** DATASET RECORDS follows **
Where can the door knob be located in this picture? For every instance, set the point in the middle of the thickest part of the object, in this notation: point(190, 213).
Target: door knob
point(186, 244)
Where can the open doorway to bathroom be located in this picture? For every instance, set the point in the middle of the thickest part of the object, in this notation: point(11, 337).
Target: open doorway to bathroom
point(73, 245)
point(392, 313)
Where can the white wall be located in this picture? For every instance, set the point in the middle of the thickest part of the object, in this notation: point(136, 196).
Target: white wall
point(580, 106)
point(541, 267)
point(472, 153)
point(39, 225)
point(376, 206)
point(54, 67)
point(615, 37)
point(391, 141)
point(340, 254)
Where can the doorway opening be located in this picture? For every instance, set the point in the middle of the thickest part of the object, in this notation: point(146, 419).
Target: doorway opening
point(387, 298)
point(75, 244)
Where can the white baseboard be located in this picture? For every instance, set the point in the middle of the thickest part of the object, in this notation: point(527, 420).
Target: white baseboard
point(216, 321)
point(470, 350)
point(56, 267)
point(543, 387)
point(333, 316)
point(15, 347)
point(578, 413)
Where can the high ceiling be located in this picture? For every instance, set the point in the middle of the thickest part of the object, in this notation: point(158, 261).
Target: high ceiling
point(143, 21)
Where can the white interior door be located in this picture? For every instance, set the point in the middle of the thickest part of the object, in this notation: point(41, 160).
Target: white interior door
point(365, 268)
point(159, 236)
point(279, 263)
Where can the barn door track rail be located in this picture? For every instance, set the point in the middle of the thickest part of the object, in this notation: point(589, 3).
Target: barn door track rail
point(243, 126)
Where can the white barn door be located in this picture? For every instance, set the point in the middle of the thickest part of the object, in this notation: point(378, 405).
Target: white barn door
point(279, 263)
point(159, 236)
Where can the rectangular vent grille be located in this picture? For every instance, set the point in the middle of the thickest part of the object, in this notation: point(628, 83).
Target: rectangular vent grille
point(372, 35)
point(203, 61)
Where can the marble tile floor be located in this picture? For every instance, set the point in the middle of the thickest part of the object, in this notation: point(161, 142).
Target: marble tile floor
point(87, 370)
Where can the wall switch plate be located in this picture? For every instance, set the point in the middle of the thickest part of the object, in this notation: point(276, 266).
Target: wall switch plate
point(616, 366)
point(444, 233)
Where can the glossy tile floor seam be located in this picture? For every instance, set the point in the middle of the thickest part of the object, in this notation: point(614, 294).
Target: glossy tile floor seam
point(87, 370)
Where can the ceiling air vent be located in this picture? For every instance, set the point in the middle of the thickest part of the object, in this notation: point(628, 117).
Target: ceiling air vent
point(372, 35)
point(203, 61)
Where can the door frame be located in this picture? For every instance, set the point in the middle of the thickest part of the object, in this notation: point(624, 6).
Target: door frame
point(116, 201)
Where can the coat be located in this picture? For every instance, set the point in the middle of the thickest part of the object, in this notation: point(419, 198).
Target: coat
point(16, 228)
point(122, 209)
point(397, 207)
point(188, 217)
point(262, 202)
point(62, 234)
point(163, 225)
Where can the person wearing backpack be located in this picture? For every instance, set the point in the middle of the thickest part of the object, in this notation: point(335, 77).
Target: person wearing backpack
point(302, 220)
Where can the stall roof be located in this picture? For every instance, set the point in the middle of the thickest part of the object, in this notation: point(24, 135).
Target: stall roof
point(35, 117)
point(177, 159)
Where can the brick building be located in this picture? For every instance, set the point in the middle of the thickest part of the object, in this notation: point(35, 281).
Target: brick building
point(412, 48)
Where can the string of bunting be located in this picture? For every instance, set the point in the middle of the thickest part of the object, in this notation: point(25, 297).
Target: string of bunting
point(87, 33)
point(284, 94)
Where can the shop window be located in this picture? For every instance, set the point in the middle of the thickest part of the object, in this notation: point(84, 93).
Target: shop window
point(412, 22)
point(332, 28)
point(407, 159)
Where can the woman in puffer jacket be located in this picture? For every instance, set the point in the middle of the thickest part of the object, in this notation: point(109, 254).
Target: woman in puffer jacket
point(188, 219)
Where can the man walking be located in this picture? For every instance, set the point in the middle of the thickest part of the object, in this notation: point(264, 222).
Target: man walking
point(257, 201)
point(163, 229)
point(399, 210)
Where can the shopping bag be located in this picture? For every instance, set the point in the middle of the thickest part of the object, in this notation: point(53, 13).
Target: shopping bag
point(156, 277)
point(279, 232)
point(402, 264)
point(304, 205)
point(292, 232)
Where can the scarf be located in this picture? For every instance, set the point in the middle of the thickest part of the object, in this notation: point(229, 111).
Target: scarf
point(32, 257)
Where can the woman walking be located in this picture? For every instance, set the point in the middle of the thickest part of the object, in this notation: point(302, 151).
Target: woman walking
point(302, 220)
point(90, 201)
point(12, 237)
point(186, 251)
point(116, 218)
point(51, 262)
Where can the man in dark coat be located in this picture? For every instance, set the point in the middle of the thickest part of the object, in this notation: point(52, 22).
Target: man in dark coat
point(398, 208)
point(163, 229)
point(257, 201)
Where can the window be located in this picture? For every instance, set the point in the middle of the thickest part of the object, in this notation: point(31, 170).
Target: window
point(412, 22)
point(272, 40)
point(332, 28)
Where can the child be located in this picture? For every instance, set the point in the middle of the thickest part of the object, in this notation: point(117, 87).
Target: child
** End of DATASET RECORDS **
→ **WHAT THE TASK ASKS**
Above are the records; copy exactly the lines from the line with "Where can the shopping" through the line with "Where can the man in", both included.

→ **FINISHED TASK**
Where can the shopping bag be located in this picture? For every instance, set the point in the middle of the thickest part of the object, in this notation: point(53, 13).
Target: shopping bag
point(156, 277)
point(279, 232)
point(402, 264)
point(304, 205)
point(292, 232)
Where can the scarf be located in this picture? For every instance, set the point in the middle of the thickest part of the object, in this notation: point(229, 111).
Target: scarf
point(32, 257)
Where can the woman walking be located in this picture? For every instance, set the point in the middle of the thickest part of the object, in this notation: point(302, 151).
Target: woman walking
point(302, 220)
point(90, 201)
point(12, 237)
point(186, 251)
point(116, 218)
point(51, 262)
Where can the man in dark coat be located in this picture? For every instance, set the point in the middle of the thickest part of the object, in this notation: point(52, 22).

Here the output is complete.